■ Task brief:
All lines of the following material must be written out exactly as they appear.

■ Available records:

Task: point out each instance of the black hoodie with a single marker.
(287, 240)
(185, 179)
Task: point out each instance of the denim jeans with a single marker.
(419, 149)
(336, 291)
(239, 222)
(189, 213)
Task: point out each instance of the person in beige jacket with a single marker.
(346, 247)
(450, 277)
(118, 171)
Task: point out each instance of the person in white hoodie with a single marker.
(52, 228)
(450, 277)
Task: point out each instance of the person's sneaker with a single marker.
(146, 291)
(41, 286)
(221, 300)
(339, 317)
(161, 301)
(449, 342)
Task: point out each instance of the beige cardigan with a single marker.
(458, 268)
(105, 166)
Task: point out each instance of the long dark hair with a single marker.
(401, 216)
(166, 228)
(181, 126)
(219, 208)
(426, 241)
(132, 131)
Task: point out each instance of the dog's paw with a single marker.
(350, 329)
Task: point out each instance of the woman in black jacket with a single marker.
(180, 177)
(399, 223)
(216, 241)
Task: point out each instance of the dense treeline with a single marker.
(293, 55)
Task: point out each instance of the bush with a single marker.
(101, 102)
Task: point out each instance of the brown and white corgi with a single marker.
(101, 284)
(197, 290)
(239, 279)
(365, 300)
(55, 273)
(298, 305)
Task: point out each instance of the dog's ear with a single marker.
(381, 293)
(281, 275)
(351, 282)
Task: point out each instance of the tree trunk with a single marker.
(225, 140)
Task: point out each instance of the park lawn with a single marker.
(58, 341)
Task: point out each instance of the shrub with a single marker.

■ Answer space:
Task: point out each instance of the black hoodie with a single marker.
(287, 240)
(185, 179)
Task: point out each instance of the denim jeans with a single marker.
(419, 149)
(336, 291)
(239, 222)
(189, 213)
Task: point out each instance of the person in beige jacket with a single marker.
(346, 247)
(450, 277)
(118, 171)
Task: point out each instance of the person in white hoodie with a single marker.
(52, 228)
(450, 277)
Task: point out each instance of the person's sneaker with a single marker.
(146, 291)
(41, 286)
(221, 300)
(339, 317)
(161, 301)
(449, 342)
Task: point out each instance of the beige cardigan with a single marker.
(458, 268)
(105, 166)
Task: point out each instance of the long dark hair with a single marker.
(401, 216)
(166, 228)
(181, 126)
(219, 208)
(426, 241)
(132, 131)
Task: point out each instance of the dog's paw with a single marker.
(350, 329)
Task: point out each instance of the woman in black jacket with a single marker.
(180, 177)
(399, 223)
(216, 241)
Task: point out each instance of the dense treeline with a single marker.
(293, 55)
Task: point out each instance of the bush with a single marker.
(101, 102)
Task: point out each instance of the brown and white corgi with a single marker.
(101, 284)
(197, 290)
(239, 279)
(365, 300)
(55, 273)
(298, 305)
Task: point out each instance of the dog's ear with a single marker.
(381, 293)
(281, 275)
(351, 282)
Task: point out each instance of the tree trunk with a single marker.
(225, 140)
Task: point out each instance of the park lawn with a single marker.
(58, 341)
Task: point out each instance of the shrub with a single marker.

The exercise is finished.